[Excerpt from a dataset]
## Begin
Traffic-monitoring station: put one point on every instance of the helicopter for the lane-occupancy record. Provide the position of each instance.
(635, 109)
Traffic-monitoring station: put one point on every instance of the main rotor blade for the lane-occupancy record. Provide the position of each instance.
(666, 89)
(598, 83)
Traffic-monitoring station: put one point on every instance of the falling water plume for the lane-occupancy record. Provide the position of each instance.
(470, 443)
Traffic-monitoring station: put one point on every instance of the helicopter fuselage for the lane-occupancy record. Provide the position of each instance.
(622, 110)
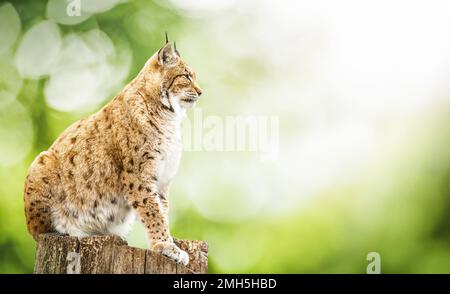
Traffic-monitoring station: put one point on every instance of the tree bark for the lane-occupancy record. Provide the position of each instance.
(57, 254)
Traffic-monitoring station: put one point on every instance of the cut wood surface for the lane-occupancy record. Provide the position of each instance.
(57, 254)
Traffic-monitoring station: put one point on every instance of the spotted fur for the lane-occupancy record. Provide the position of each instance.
(118, 162)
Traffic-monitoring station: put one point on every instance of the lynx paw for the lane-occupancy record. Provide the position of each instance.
(171, 251)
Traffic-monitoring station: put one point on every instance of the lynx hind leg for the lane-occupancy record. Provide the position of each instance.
(41, 184)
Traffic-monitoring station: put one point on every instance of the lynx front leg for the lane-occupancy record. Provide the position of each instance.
(147, 203)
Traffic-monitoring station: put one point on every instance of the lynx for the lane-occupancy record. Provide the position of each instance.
(118, 163)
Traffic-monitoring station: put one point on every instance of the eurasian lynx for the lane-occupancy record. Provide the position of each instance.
(118, 162)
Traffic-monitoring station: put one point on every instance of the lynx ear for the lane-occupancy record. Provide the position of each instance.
(167, 55)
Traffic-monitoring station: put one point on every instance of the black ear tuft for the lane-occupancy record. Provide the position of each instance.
(167, 56)
(175, 48)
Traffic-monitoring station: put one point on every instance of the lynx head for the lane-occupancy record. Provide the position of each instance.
(178, 88)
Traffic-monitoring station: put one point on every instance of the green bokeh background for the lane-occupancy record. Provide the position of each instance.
(395, 200)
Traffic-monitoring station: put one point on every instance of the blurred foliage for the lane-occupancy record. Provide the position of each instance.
(397, 203)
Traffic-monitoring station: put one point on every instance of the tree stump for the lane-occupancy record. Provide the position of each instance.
(57, 254)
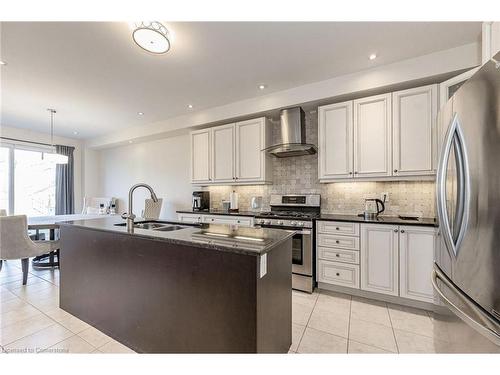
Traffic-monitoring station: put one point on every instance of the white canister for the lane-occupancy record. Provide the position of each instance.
(233, 199)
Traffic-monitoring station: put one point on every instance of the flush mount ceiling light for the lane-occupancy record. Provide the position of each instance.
(151, 36)
(52, 155)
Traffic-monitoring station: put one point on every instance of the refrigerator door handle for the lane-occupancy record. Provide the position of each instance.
(454, 138)
(487, 327)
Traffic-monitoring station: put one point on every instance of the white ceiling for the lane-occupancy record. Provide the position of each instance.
(98, 79)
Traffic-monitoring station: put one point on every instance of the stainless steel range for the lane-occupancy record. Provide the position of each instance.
(296, 212)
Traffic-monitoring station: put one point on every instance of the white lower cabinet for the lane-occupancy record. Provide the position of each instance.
(392, 260)
(337, 273)
(379, 258)
(416, 256)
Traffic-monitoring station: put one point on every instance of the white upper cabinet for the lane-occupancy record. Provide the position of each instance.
(416, 258)
(250, 159)
(414, 123)
(201, 156)
(392, 136)
(223, 153)
(372, 136)
(232, 154)
(335, 133)
(379, 258)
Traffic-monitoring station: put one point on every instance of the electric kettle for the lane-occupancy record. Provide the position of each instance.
(373, 207)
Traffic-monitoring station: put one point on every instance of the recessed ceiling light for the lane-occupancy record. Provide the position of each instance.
(151, 36)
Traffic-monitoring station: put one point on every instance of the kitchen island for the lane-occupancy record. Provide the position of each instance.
(180, 289)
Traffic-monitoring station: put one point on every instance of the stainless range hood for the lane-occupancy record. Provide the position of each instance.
(293, 135)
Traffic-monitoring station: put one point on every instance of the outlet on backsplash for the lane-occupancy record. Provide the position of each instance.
(384, 197)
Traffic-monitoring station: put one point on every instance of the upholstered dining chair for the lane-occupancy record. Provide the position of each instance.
(16, 244)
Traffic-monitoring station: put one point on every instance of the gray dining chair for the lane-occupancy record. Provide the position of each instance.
(16, 244)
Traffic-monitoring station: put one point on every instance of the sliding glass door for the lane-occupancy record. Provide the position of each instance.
(27, 183)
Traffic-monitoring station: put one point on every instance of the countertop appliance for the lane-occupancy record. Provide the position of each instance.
(293, 135)
(296, 212)
(373, 207)
(256, 203)
(466, 273)
(201, 200)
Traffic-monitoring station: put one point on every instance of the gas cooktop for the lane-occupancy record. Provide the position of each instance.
(289, 215)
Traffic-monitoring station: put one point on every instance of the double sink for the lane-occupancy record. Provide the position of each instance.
(162, 226)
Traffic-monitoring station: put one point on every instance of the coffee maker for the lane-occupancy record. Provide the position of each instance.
(201, 200)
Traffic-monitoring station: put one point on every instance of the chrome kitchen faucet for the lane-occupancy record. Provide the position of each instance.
(129, 216)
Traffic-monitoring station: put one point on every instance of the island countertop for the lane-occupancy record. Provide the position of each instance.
(229, 238)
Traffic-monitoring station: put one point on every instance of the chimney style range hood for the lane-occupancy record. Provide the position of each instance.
(293, 135)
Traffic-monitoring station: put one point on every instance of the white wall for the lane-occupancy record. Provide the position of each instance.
(29, 135)
(463, 57)
(163, 164)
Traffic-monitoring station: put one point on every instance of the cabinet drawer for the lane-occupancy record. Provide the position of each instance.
(338, 227)
(338, 273)
(342, 242)
(338, 255)
(231, 220)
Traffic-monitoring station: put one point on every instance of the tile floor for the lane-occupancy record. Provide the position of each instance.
(323, 322)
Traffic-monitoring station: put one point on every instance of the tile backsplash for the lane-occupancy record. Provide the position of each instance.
(299, 175)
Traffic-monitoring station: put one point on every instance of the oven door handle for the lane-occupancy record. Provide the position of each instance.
(308, 232)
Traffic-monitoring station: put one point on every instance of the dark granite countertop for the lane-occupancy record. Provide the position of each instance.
(235, 239)
(219, 212)
(395, 220)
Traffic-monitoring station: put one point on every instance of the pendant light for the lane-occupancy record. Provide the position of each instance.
(53, 156)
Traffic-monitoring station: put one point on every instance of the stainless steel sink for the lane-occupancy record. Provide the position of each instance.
(148, 225)
(164, 226)
(169, 228)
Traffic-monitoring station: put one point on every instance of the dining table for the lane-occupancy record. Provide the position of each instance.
(51, 223)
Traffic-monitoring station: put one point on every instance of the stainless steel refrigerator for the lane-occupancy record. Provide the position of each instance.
(466, 273)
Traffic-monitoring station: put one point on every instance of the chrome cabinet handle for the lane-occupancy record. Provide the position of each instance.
(489, 329)
(454, 138)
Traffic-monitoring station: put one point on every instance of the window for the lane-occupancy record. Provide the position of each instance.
(28, 181)
(4, 178)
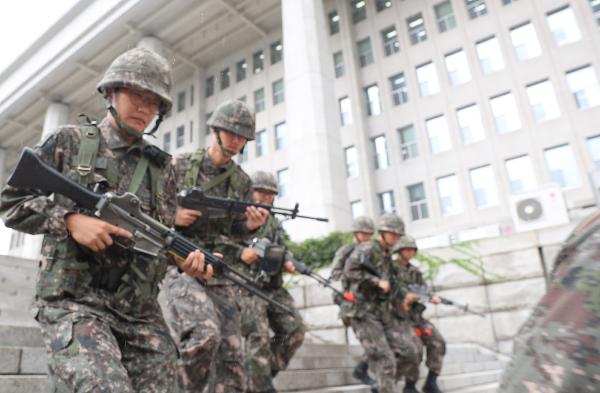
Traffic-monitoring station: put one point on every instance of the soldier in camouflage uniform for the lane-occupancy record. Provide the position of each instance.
(406, 249)
(266, 356)
(206, 318)
(558, 347)
(390, 344)
(97, 300)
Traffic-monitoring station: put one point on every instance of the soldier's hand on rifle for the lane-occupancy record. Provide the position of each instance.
(93, 233)
(186, 217)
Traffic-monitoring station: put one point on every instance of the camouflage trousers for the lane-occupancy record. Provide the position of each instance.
(392, 348)
(207, 324)
(265, 355)
(92, 349)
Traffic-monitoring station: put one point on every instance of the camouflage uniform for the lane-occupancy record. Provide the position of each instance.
(558, 347)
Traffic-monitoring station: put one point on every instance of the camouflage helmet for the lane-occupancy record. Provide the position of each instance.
(234, 116)
(143, 69)
(390, 222)
(264, 181)
(363, 224)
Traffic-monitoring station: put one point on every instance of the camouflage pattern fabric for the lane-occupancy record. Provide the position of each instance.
(98, 312)
(558, 347)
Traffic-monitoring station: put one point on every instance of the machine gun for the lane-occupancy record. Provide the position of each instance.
(149, 236)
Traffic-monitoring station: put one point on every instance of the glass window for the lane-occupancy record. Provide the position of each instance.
(520, 174)
(345, 111)
(380, 152)
(525, 42)
(365, 52)
(563, 26)
(373, 102)
(543, 101)
(470, 123)
(444, 14)
(449, 192)
(351, 161)
(408, 143)
(417, 202)
(439, 136)
(259, 100)
(391, 44)
(428, 81)
(483, 182)
(490, 55)
(562, 166)
(584, 86)
(416, 29)
(458, 67)
(278, 92)
(506, 114)
(399, 89)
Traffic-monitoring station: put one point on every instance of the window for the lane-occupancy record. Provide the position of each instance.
(417, 202)
(338, 63)
(365, 52)
(563, 26)
(351, 161)
(373, 102)
(345, 111)
(490, 55)
(562, 166)
(444, 14)
(449, 192)
(408, 143)
(391, 44)
(543, 101)
(506, 114)
(280, 136)
(476, 8)
(428, 81)
(483, 182)
(416, 29)
(471, 126)
(334, 22)
(258, 61)
(584, 86)
(276, 52)
(240, 70)
(439, 136)
(278, 92)
(520, 174)
(399, 89)
(359, 10)
(380, 152)
(458, 67)
(525, 42)
(386, 202)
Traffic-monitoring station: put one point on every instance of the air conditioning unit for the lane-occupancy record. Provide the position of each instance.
(537, 209)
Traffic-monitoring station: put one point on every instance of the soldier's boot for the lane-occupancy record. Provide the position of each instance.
(430, 385)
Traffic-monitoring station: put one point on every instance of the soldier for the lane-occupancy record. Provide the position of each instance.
(406, 249)
(206, 319)
(97, 300)
(558, 346)
(267, 356)
(390, 344)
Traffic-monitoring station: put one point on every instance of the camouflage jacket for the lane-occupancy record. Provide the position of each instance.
(125, 280)
(558, 347)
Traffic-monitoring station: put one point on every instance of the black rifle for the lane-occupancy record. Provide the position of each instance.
(149, 236)
(196, 199)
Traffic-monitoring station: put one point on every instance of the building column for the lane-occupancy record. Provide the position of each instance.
(317, 177)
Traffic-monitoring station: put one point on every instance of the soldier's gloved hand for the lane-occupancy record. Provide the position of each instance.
(93, 233)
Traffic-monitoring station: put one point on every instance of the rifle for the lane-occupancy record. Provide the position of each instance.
(196, 199)
(149, 236)
(422, 291)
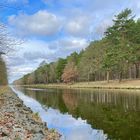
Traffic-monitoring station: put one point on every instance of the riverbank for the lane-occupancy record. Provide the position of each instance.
(125, 84)
(18, 122)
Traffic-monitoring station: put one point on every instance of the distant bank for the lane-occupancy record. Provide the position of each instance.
(125, 84)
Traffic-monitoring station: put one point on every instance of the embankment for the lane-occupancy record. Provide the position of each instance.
(18, 121)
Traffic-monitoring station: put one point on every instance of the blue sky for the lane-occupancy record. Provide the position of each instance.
(55, 28)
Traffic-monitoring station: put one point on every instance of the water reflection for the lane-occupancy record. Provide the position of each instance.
(116, 114)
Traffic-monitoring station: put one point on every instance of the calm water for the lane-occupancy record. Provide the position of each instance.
(85, 114)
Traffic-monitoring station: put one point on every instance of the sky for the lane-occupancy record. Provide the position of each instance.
(50, 29)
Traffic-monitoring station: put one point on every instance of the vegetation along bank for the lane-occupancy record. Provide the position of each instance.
(115, 57)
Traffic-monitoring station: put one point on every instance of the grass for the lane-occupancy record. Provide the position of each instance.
(114, 84)
(4, 89)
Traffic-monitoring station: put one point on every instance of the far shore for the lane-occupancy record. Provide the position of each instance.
(113, 84)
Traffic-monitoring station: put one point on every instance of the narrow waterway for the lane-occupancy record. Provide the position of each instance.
(86, 114)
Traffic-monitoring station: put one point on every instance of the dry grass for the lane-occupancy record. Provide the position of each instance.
(4, 89)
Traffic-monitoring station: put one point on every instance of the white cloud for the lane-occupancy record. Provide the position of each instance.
(79, 26)
(40, 23)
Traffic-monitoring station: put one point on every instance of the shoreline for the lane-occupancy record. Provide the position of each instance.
(124, 85)
(19, 122)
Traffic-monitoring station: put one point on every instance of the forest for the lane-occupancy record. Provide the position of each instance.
(114, 57)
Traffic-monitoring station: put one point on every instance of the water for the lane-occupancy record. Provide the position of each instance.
(87, 114)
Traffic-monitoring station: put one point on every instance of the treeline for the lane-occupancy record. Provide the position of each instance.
(115, 56)
(3, 72)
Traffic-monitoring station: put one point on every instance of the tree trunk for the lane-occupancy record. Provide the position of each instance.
(137, 71)
(108, 76)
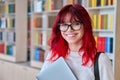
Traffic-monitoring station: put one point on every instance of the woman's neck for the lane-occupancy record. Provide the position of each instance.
(74, 47)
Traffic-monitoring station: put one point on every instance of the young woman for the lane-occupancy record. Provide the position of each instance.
(72, 38)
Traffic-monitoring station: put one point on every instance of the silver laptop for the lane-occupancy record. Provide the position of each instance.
(58, 70)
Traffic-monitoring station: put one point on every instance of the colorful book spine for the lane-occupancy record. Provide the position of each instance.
(39, 55)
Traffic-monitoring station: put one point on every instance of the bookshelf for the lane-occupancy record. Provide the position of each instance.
(13, 30)
(104, 14)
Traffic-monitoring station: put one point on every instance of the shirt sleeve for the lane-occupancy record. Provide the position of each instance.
(46, 62)
(105, 68)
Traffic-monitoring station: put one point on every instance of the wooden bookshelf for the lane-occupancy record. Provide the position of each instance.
(13, 22)
(108, 33)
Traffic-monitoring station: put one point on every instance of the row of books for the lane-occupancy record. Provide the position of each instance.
(7, 8)
(38, 38)
(37, 22)
(39, 54)
(7, 49)
(10, 50)
(7, 37)
(8, 22)
(104, 44)
(46, 5)
(2, 48)
(7, 0)
(102, 21)
(96, 3)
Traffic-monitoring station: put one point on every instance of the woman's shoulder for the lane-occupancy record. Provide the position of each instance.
(103, 58)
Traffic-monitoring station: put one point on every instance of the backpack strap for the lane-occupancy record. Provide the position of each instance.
(96, 67)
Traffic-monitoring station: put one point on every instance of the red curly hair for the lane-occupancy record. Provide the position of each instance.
(59, 47)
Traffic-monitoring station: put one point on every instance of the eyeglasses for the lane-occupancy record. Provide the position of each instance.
(74, 26)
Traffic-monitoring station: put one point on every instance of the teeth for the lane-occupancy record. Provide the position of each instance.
(70, 35)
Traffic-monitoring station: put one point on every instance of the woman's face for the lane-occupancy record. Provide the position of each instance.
(72, 36)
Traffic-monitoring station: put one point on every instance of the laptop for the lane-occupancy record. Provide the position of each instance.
(59, 70)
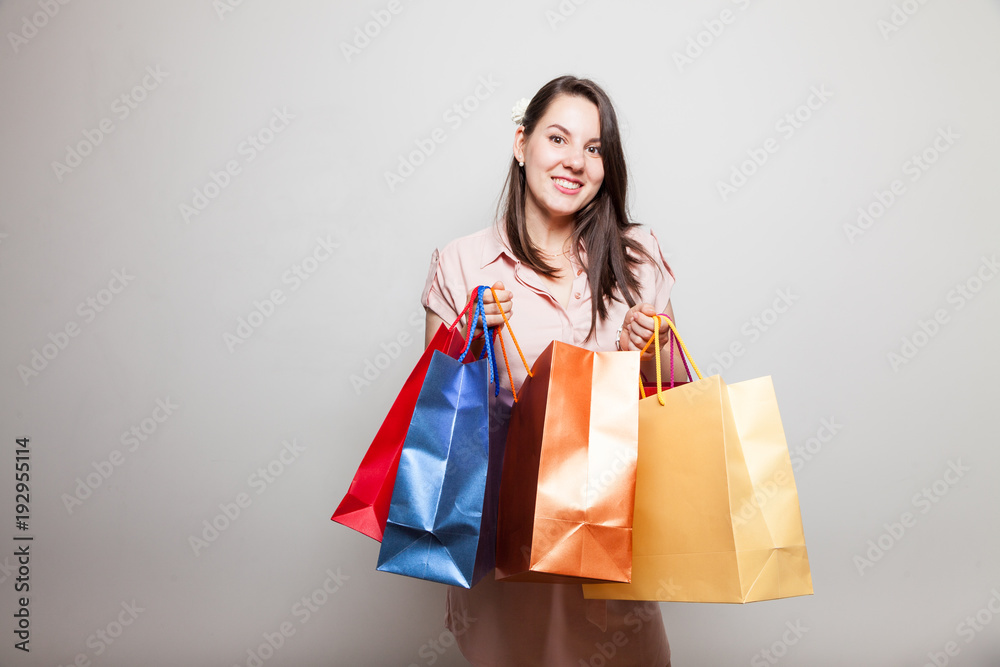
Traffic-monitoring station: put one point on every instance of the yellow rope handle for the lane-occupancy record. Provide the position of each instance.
(656, 337)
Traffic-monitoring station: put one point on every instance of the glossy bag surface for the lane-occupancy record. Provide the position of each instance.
(442, 519)
(568, 483)
(365, 506)
(717, 515)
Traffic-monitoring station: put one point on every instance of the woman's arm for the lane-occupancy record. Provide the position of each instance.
(433, 322)
(493, 316)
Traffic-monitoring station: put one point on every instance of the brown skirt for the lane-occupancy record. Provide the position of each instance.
(514, 624)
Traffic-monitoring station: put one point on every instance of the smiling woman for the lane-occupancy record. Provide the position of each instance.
(582, 273)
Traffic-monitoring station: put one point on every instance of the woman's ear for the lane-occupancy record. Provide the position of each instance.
(519, 140)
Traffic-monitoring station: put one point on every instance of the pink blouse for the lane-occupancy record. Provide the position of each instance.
(505, 624)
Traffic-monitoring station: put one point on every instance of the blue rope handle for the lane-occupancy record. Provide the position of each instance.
(488, 352)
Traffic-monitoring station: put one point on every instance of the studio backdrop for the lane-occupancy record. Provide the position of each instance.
(217, 217)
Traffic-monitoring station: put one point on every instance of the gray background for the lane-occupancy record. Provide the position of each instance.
(900, 426)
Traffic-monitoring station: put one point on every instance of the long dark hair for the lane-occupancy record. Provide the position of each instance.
(601, 224)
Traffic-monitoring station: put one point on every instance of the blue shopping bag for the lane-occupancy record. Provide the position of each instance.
(443, 513)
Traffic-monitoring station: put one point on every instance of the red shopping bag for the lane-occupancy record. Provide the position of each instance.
(365, 508)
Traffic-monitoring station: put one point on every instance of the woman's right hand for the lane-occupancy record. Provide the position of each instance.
(491, 307)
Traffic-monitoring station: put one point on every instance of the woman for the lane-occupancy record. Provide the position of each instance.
(566, 259)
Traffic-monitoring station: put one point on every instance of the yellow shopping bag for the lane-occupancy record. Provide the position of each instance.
(717, 514)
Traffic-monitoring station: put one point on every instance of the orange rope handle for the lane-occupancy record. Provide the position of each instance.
(656, 337)
(505, 321)
(506, 363)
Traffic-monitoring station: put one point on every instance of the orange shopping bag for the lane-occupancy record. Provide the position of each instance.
(705, 530)
(568, 479)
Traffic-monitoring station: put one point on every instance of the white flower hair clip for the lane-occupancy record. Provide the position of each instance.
(517, 113)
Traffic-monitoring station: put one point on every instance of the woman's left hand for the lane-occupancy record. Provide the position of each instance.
(637, 329)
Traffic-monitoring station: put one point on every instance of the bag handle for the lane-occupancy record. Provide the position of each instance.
(480, 315)
(684, 350)
(503, 348)
(673, 381)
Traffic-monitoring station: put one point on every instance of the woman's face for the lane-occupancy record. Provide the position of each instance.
(562, 157)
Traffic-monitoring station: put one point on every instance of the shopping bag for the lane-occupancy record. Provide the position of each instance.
(365, 507)
(647, 387)
(568, 482)
(442, 518)
(717, 515)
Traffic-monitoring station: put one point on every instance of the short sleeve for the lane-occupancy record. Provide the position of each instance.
(664, 280)
(436, 295)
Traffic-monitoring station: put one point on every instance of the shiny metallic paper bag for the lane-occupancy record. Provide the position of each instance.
(365, 506)
(568, 481)
(717, 514)
(442, 518)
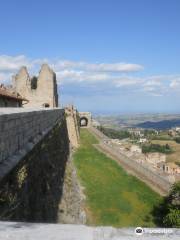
## End
[Task instructions]
Count the lines in the listing above that contain the string "uniform", matching case exactly. Reply with the number alone.

[Reply]
2